#### REQUIREMENT:
A complete, word-for-word restatement of the entries is needed.

•••

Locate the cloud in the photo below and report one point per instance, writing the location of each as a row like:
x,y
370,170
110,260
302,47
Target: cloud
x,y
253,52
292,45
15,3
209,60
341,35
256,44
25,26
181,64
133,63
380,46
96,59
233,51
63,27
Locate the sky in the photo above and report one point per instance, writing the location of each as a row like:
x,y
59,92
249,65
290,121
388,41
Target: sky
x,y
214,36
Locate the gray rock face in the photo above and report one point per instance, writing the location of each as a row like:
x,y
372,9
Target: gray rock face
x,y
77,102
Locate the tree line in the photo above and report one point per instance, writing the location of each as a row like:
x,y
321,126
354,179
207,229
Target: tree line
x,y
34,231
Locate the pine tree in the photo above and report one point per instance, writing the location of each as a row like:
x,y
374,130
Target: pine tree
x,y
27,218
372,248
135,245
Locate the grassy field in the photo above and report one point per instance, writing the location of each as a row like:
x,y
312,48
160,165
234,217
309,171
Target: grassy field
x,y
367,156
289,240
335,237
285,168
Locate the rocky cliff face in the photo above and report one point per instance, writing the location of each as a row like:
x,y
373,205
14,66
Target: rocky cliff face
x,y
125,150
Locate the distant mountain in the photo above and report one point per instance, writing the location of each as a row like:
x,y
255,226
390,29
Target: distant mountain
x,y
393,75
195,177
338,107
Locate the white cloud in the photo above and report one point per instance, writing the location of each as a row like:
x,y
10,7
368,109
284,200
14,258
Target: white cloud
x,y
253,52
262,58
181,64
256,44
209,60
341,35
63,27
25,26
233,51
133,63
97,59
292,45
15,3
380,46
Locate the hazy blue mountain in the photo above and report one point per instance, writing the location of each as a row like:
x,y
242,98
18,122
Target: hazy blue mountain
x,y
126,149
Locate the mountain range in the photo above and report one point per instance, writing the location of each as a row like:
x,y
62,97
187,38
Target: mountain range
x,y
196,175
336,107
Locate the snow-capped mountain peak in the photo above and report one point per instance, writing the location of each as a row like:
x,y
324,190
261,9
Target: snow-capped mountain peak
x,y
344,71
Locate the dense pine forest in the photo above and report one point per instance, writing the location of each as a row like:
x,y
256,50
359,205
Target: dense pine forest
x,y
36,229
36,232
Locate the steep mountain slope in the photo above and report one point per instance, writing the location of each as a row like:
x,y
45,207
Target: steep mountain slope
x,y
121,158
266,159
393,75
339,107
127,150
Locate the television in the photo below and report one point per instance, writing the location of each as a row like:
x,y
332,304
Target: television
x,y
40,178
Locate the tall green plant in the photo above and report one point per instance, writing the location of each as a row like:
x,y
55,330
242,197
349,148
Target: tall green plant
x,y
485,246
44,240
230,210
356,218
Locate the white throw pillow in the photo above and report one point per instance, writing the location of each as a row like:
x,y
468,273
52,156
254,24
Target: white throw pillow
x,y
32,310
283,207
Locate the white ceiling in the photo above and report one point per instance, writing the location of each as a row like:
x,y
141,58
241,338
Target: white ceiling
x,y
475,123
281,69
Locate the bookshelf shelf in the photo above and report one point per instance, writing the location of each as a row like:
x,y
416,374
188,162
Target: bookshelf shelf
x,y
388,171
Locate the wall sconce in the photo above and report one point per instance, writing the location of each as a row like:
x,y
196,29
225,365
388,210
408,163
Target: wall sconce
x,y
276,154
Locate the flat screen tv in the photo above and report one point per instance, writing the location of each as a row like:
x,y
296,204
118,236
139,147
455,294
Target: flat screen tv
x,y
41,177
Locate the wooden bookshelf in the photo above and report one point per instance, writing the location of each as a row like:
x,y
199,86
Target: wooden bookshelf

•••

#### PROBLEM SOLUTION:
Locate the cloud in the photo below and report one point per instance, writing the location of each as a row like:
x,y
370,170
110,260
302,47
Target: cloud
x,y
253,52
292,45
15,3
209,60
341,35
256,44
25,26
181,64
133,63
380,46
96,59
233,51
63,27
Locate the sky in the photo above and report one point per instance, writing the location of each as a row like:
x,y
59,92
249,65
290,121
388,41
Target: sky
x,y
214,36
Locate the gray rock face in the photo above and report one point per instance, writing the location of each as a row like:
x,y
372,9
Target: gray rock face
x,y
77,102
Locate the tree line in the photo above and report one point per instance, writing the location of each as a row like:
x,y
321,126
354,179
207,229
Target: tree line
x,y
34,231
Locate the pine tree in the photo above and report one point per instance, writing the location of each as a row like:
x,y
374,130
Target: pine tree
x,y
27,218
372,248
135,245
Locate the grassy field in the photo above and report one point per instance, writing the location of each as a row like:
x,y
312,48
160,165
234,217
309,171
Target: grassy field
x,y
367,156
289,240
335,237
285,168
Locate the rocky cliff face in the photo above and report one point per instance, writing the location of each as a row like:
x,y
373,205
14,66
Target: rocky cliff face
x,y
125,150
Locate the distant mountain in the photo above and report one point per instance, writing the location of each as a row like:
x,y
255,226
390,29
Target: distant mountain
x,y
393,75
195,177
338,107
Locate the white cloud in the photo above and report one point per instance, writing the location of each as a row like:
x,y
10,7
368,109
284,200
14,258
Target: white cloud
x,y
253,52
262,58
181,64
256,44
209,60
341,35
63,27
25,26
233,51
133,63
97,59
292,45
15,3
380,46
Locate the hazy blue mountain in the photo above and report one point per instance, writing the location of each as a row like:
x,y
242,98
18,122
Target: hazy blue mountain
x,y
126,149
Locate the mountain range in the photo above and report one point per instance, writing the location of each as a row like:
x,y
62,97
187,38
Target: mountain range
x,y
196,175
336,107
Locate the snow-capped mountain peak in the photo above and report one point per instance, writing the location of each as a row like:
x,y
324,190
261,9
Target: snow-capped mountain peak
x,y
344,71
Locate the dense pine forest in the photo above and report one point per instance, writing the location of each as a row like:
x,y
256,50
359,205
Target: dense pine forest
x,y
36,229
36,232
Locate the steep mountain slope in the photo above and report one point per instance, writing the location of each as a row like:
x,y
45,207
Target: steep mountain slope
x,y
121,158
266,159
393,75
339,107
127,150
Locate the television in the photo below and report one point per instance, writing the location of each as a row like:
x,y
332,304
Target: television
x,y
40,178
Locate the tall green plant in the photo above and report one point per instance, writing the location of each as a row like:
x,y
55,330
242,197
349,148
Target: tall green plant
x,y
485,246
44,240
230,210
356,218
Locate the white throw pillow in the photo above and report one point per instance, writing the location of each as a row like:
x,y
468,273
52,156
254,24
Target: white throw pillow
x,y
32,310
283,207
Locate the white ceiling in the photo above and report one point per instance, writing the location of each as a row like:
x,y
141,58
241,338
Target: white ceiling
x,y
475,123
281,69
Locate the bookshelf shelf in the photo above and report one point per instance, writing the location of each as a row like:
x,y
416,374
188,162
Target: bookshelf shelf
x,y
388,171
Locate the wall sconce in the photo above and report one point per instance, writing the location of each as a row like:
x,y
196,29
225,365
388,210
408,163
Target: wall sconce
x,y
276,154
Locate the flat screen tv in the photo above and report one point per instance, writing the location of each as a row like:
x,y
296,204
118,236
139,147
455,294
Target: flat screen tv
x,y
41,177
Locate the wooden bookshelf in the photo above and report one point per instance, writing the location of each as a row like:
x,y
199,86
Target: wooden bookshelf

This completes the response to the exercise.